- **What to produce**
Copy each line from the records below in which the word "windshield" is found.

Stored dataset items:

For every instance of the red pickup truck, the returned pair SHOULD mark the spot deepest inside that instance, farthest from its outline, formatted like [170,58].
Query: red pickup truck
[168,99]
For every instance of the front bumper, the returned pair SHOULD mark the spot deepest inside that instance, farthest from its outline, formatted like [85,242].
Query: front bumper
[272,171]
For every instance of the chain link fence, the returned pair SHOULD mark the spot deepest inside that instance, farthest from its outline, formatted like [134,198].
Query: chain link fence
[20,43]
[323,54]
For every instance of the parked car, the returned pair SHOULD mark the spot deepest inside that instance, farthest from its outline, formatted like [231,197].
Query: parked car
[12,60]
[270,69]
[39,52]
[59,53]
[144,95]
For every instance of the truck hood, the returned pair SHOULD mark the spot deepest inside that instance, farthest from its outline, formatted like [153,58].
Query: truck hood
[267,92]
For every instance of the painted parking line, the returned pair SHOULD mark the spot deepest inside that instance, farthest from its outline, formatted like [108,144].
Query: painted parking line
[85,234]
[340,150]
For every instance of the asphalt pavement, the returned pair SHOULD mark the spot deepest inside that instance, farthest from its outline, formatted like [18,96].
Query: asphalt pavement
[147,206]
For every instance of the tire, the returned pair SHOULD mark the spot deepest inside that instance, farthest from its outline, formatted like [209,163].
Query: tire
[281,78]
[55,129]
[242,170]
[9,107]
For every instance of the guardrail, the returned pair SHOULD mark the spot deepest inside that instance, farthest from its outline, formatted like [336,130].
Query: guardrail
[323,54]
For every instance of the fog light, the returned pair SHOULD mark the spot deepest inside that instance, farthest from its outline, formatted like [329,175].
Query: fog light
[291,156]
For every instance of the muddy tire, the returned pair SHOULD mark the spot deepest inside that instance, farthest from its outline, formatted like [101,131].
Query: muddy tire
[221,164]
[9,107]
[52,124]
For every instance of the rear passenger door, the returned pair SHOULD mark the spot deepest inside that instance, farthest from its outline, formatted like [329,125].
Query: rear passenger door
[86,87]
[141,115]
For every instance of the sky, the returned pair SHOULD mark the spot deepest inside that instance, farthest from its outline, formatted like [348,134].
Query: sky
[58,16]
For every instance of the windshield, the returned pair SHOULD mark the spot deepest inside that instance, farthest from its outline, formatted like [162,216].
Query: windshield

- **Answer area**
For every instance of the windshield, the returned pair SHOULD mark the spot deepest inside that instance, farthest from its outline, formatted like [162,216].
Query: windshield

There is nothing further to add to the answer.